◆ Given task
Rewrite the records starting with the line containing "Definition first: for each instance of the man's forearm, the" and going on through the line containing "[[257, 389], [442, 324]]". Include the requests, and shift every coordinate in the answers by -111 while leaving the requests and their format samples unchanged.
==== Data extract
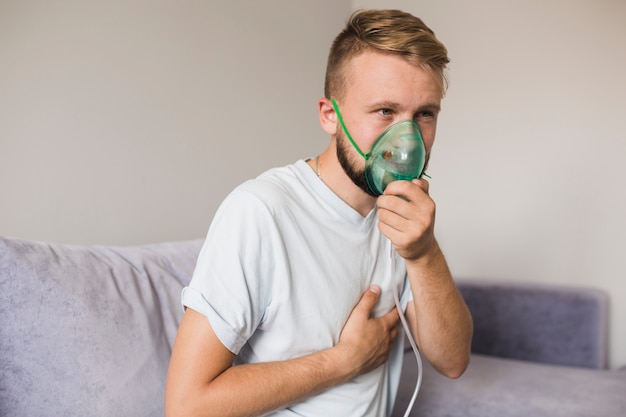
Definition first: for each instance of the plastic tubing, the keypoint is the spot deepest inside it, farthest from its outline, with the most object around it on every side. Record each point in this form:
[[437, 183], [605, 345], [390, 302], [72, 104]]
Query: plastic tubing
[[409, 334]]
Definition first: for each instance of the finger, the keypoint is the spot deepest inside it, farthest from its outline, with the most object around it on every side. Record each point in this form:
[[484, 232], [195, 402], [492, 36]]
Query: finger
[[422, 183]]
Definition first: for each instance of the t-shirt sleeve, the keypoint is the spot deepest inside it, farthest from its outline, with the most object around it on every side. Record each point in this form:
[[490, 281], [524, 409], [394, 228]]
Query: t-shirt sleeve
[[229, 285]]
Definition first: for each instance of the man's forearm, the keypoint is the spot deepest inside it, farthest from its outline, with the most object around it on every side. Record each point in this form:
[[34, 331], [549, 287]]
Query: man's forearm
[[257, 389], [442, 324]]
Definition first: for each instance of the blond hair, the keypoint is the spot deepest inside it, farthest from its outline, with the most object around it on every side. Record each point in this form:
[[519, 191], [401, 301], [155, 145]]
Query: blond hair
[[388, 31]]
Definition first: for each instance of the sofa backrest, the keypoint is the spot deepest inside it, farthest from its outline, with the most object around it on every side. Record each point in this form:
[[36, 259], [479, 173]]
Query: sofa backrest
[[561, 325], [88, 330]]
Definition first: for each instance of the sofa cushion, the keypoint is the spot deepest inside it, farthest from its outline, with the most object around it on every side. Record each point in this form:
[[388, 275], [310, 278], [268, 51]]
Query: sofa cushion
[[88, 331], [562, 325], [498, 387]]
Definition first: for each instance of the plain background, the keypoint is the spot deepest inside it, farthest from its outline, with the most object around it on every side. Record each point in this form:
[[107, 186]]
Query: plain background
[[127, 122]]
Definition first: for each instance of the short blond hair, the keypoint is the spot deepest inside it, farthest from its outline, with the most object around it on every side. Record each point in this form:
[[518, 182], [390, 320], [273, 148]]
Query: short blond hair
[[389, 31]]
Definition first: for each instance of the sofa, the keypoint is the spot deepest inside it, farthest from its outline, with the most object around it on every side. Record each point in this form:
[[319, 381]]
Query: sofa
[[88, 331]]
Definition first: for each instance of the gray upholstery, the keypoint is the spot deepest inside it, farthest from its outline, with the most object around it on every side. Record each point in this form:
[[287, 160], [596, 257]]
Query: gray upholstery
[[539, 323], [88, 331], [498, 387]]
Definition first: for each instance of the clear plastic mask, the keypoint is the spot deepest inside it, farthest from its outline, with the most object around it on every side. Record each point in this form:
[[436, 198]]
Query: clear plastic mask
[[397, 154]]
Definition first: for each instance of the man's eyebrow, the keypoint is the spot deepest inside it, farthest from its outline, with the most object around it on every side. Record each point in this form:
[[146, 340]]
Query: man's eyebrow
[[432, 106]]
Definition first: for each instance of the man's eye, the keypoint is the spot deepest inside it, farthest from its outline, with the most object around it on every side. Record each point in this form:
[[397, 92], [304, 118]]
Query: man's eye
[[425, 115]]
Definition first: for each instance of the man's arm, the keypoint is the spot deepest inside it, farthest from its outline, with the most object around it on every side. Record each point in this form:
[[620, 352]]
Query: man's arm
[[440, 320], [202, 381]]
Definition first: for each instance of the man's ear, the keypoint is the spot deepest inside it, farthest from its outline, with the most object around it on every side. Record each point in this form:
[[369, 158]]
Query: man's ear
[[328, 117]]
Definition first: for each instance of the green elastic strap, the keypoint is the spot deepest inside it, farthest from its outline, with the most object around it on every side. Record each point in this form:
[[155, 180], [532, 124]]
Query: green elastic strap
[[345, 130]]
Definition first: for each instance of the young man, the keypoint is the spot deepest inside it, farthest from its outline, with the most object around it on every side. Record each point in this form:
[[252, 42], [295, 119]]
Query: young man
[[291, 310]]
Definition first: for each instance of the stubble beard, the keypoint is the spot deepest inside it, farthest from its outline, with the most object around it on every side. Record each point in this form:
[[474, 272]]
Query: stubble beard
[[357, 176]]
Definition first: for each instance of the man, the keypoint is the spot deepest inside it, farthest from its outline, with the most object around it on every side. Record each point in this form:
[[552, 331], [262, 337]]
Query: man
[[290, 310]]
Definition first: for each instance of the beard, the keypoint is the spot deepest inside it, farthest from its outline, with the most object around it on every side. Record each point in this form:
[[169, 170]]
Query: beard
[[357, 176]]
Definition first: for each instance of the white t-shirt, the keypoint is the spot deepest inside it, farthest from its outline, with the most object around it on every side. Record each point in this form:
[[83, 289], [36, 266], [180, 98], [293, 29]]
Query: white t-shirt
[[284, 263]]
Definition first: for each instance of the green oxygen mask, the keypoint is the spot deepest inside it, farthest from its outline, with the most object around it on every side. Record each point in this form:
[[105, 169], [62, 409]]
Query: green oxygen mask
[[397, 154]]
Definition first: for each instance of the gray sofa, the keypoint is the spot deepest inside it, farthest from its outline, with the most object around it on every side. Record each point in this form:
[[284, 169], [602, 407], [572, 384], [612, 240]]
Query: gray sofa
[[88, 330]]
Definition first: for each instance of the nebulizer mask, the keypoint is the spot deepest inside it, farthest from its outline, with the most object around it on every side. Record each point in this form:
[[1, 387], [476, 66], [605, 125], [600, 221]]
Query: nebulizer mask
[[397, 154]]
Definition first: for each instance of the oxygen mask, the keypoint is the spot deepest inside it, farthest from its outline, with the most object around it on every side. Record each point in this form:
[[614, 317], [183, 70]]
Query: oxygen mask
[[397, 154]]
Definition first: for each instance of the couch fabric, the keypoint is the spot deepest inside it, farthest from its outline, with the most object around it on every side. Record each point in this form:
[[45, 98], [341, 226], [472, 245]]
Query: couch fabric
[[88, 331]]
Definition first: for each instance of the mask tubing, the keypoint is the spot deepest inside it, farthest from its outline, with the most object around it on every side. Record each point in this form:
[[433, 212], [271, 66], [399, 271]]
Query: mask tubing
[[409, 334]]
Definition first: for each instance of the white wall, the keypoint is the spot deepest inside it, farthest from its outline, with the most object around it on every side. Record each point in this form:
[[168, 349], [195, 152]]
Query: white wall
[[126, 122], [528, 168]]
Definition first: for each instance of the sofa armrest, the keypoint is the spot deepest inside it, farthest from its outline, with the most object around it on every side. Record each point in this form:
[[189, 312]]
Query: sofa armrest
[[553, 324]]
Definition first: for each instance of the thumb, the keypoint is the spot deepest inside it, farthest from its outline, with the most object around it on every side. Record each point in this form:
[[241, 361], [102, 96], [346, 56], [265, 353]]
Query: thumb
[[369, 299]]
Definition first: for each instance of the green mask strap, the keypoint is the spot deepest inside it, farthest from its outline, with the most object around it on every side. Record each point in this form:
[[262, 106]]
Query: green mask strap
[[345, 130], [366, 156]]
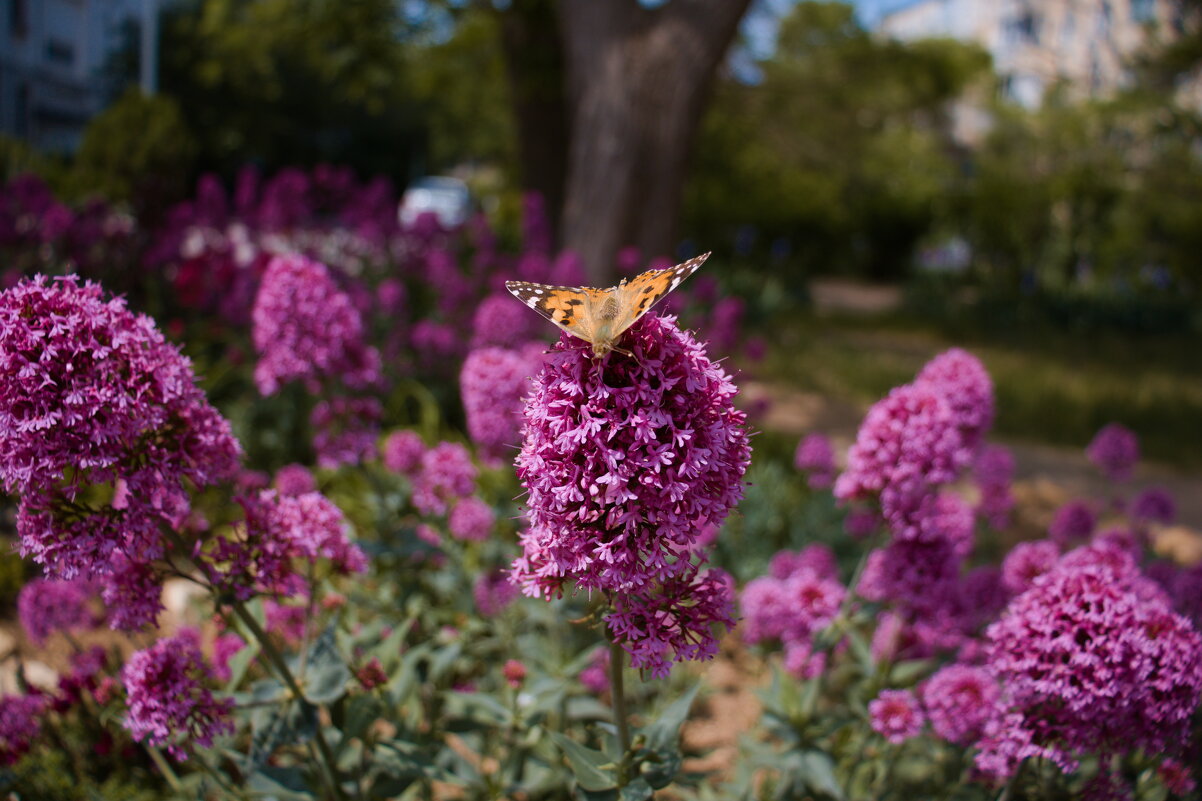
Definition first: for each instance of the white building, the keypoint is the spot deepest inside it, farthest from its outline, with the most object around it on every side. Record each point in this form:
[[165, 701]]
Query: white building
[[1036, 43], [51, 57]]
========
==== Data extract
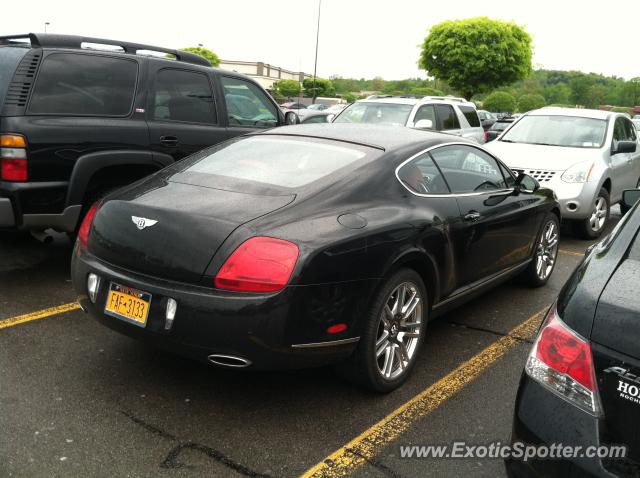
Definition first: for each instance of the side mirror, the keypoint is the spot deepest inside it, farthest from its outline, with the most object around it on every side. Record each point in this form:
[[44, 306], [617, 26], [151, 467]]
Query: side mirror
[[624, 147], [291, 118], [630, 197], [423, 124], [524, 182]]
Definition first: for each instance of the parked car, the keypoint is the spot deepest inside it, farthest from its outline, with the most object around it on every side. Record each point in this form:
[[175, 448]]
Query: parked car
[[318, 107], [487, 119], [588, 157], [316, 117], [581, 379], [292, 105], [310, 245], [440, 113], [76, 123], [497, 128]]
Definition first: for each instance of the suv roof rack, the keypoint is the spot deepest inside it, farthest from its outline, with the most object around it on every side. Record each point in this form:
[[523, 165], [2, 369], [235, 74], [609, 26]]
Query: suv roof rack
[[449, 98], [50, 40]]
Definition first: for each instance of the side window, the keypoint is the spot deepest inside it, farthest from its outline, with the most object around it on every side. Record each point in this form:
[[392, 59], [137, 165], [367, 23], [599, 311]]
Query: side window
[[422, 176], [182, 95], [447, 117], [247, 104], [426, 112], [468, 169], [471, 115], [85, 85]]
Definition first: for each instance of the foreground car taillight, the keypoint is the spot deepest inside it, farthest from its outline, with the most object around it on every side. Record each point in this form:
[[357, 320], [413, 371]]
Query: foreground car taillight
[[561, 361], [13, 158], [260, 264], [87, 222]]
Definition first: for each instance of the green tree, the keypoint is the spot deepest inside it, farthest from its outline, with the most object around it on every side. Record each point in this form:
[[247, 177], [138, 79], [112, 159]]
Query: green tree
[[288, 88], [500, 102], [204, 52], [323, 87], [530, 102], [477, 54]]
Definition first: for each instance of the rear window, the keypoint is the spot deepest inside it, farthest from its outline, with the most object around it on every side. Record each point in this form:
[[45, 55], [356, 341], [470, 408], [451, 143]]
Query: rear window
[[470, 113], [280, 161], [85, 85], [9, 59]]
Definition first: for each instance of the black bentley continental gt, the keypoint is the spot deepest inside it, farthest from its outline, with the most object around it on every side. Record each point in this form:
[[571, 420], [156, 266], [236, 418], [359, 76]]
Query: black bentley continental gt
========
==== Data extract
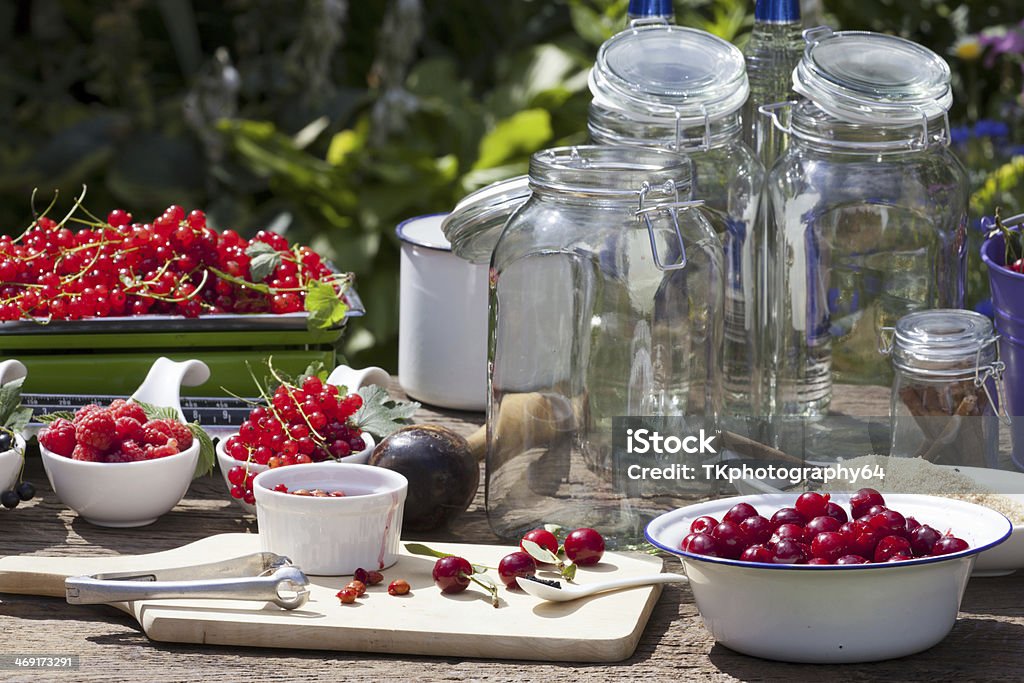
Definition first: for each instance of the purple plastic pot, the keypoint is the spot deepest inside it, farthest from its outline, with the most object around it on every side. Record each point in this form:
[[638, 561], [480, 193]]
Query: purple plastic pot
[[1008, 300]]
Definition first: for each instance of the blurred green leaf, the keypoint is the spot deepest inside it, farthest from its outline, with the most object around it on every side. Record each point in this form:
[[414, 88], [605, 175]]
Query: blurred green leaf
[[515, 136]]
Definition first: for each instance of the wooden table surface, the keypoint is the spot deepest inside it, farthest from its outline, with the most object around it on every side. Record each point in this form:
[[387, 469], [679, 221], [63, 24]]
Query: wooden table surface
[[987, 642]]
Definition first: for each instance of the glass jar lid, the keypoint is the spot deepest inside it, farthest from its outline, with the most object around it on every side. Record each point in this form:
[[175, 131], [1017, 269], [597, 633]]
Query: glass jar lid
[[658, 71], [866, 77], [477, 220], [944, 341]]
========
◆ Finished exercise
Definition first: for each instance of the man's forearm, the keypoint is the spot deepest inside it, farthest from its outline, with the most object around it on every side. Record each point in this form:
[[34, 331], [549, 287]]
Query: man's forearm
[[146, 278], [331, 213]]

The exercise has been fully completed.